TEXT SEGMENT
═══

The question of how hot is too hot doesn't come up for me much. In Texas, if we stopped working when it got hot we'd be as poor as a Seattle climber who called it a day when it rained. In 2000, I worked Labor Day--forecast called for typical 100 degrees or so. Couldn't figure out why I was having so much trouble getting those logs loaded. Turned out we had a record of 112 degress for the day. I lived. Not to minimize--more than once I've felt the early effects of heat stress, and a couple I pushed it beyond a little. Not something to mess around with.

I start drinking water before I leave the house and keep going through the day. Like Tom, I use a camelback on the hottest days. I find I drink more water that way. Any free moment catching my breath or enjoying the view becomes a chance for a few sips. Also, for awhile at least, the water is cool enough to take some of my body heat away.

═══

INFORMATION GIVEN

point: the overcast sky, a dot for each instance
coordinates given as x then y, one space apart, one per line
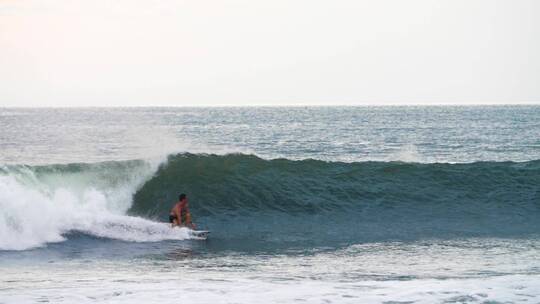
271 52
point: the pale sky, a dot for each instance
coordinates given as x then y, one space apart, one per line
272 52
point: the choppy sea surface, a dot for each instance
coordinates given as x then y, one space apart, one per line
304 204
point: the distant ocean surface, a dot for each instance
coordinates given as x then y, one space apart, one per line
437 204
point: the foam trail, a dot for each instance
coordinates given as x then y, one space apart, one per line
40 205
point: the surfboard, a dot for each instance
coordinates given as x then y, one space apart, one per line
203 234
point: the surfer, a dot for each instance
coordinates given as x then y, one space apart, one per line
180 215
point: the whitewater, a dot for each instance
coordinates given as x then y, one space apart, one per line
307 204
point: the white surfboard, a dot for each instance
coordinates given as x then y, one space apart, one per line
201 234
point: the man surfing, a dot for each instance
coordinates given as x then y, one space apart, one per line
180 216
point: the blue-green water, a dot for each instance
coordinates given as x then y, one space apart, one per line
316 204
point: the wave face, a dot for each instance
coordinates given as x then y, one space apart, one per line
253 203
43 204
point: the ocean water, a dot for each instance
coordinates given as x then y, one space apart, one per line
305 204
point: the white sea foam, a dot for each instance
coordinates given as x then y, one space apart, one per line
39 208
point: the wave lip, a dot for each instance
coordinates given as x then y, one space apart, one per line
39 205
310 201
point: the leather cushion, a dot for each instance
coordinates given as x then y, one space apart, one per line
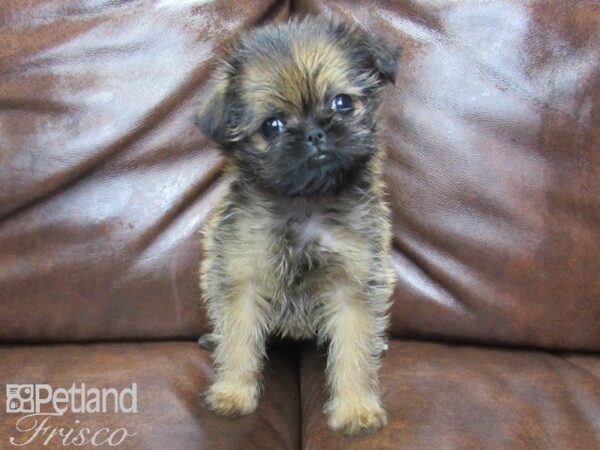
169 377
459 397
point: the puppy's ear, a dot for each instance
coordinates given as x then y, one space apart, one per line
385 57
215 118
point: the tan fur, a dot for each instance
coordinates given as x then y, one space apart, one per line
306 266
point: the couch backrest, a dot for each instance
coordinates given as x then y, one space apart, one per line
493 140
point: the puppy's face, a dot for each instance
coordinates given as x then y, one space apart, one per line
295 105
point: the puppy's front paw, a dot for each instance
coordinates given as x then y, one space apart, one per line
231 399
356 418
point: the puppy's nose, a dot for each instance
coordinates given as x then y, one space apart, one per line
316 137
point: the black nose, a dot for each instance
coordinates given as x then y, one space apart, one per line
316 137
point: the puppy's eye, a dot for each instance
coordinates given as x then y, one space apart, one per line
342 103
273 126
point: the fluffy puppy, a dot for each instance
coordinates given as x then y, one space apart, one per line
299 245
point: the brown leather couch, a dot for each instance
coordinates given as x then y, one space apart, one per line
493 140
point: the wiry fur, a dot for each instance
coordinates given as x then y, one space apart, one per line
296 250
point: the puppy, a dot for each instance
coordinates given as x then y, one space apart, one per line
299 246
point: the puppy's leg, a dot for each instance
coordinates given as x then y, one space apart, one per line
241 328
355 335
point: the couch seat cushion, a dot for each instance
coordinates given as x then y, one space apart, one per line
460 397
169 377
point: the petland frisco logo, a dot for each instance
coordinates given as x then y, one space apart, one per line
41 403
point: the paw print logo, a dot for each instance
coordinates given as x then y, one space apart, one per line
19 398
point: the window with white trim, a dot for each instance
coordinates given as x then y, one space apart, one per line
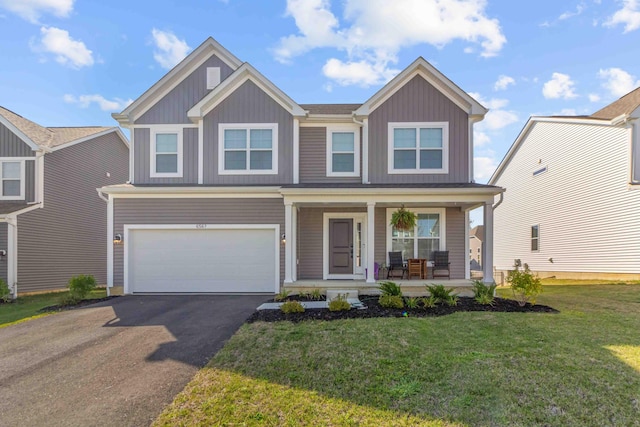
248 149
11 180
423 240
418 147
166 153
535 238
343 151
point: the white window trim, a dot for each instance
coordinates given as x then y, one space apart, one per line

═══

WHAT YOU NEED TO DO
a) Reproduce the stretch from "The question of" through "body heat away." in the text about working in the heat.
b) Pick up the text about working in the heat after its last sentence and keep writing.

RESULTS FOR THE EXERCISE
a)
The question of how hot is too hot doesn't come up for me much. In Texas, if we stopped working when it got hot we'd be as poor as a Seattle climber who called it a day when it rained. In 2000, I worked Labor Day--forecast called for typical 100 degrees or so. Couldn't figure out why I was having so much trouble getting those logs loaded. Turned out we had a record of 112 degress for the day. I lived. Not to minimize--more than once I've felt the early effects of heat stress, and a couple I pushed it beyond a little. Not something to mess around with.

I start drinking water before I leave the house and keep going through the day. Like Tom, I use a camelback on the hottest days. I find I drink more water that way. Any free moment catching my breath or enjoying the view becomes a chance for a few sips. Also, for awhile at least, the water is cool enough to take some of my body heat away.

b)
I did read an article recently about the dangers of too much water. It was in relation to marathon runners. When you drink so much that you dilute the salts in your system, sickness or even death can result. I like Emergen-C better than the common sports drinks--less sugar, and my chiro says a better ratio of salts (more K to Na) than gator and others. Honestly, though, I mostly just drink straight water, any temp I can get it, though cold goes down nicer on a 110-degree day.

k
 
Man, room temp water when I thirsty just bloats me and makes me feel ill. It's gotta be ice cold!
 
I've been gulping and pouring it on my head for three decades, now. That's just how I roll. ;^)
 
Yesterday I figured out, by accident, how to pressurize the water in the Camelback. One drawback is that the tube is a small diameter and the bite valve doesn't allow much water to get down my gullet. Until I figured out how to suck and swallow I was swallowing air along with the water. That lead to bad tummy and nasty burps.

In the afternoon I was on the ground, leaning against a wall. When I took a suck through the bit valve the water kept flowing. It took me a second to realize that I was pressurizing the delivery. From now on that's how I'm going to get hydrated.